Short problem = Rewrite the lines below, changing every "AR headset" to "mixed-reality headset" and leaving everything else the same.

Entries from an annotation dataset
----

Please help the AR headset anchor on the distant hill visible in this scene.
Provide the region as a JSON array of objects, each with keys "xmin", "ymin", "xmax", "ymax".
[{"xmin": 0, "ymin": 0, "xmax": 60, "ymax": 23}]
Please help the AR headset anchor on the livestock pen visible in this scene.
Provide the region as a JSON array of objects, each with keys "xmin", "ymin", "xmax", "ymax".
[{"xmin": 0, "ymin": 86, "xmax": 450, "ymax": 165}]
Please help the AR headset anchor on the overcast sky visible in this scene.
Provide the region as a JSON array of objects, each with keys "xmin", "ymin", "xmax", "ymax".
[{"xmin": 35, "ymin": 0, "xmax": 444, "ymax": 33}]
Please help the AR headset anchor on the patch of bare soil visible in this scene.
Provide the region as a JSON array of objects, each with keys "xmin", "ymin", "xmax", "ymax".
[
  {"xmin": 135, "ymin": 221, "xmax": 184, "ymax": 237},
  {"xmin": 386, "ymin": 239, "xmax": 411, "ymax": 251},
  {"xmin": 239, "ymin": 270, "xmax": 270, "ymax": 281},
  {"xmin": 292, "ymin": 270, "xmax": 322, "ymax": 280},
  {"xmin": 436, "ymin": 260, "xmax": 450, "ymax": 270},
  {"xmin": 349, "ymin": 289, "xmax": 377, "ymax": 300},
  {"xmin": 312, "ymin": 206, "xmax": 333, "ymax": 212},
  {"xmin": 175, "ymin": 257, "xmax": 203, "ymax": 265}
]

----

Finished answer =
Please help the mixed-reality headset anchor on the distant hill visible in this scene.
Provide the region as a JSON array of objects, each with keys "xmin", "ymin", "xmax", "ymax".
[{"xmin": 0, "ymin": 0, "xmax": 60, "ymax": 23}]
Please help the mixed-reality headset anchor on the livestock pen visible in this scene.
Provide the region as a JSON array of objects, each with keys "xmin", "ymin", "xmax", "ymax".
[{"xmin": 0, "ymin": 86, "xmax": 450, "ymax": 165}]
Please help the mixed-reality headset anchor on the overcast sky visible in this scene.
Provide the region as a JSON array of objects, each with keys "xmin", "ymin", "xmax", "ymax".
[{"xmin": 35, "ymin": 0, "xmax": 444, "ymax": 33}]
Please help the mixed-reality headset anchor on the patch of bare soil visible in this scene.
Provide the region as a JSON array of objects, each with keys "xmin", "ymin", "xmax", "ymax".
[
  {"xmin": 135, "ymin": 221, "xmax": 184, "ymax": 237},
  {"xmin": 386, "ymin": 239, "xmax": 411, "ymax": 251},
  {"xmin": 239, "ymin": 270, "xmax": 270, "ymax": 281},
  {"xmin": 292, "ymin": 270, "xmax": 322, "ymax": 280},
  {"xmin": 436, "ymin": 260, "xmax": 450, "ymax": 270},
  {"xmin": 349, "ymin": 289, "xmax": 377, "ymax": 300},
  {"xmin": 312, "ymin": 206, "xmax": 333, "ymax": 212},
  {"xmin": 175, "ymin": 257, "xmax": 203, "ymax": 265}
]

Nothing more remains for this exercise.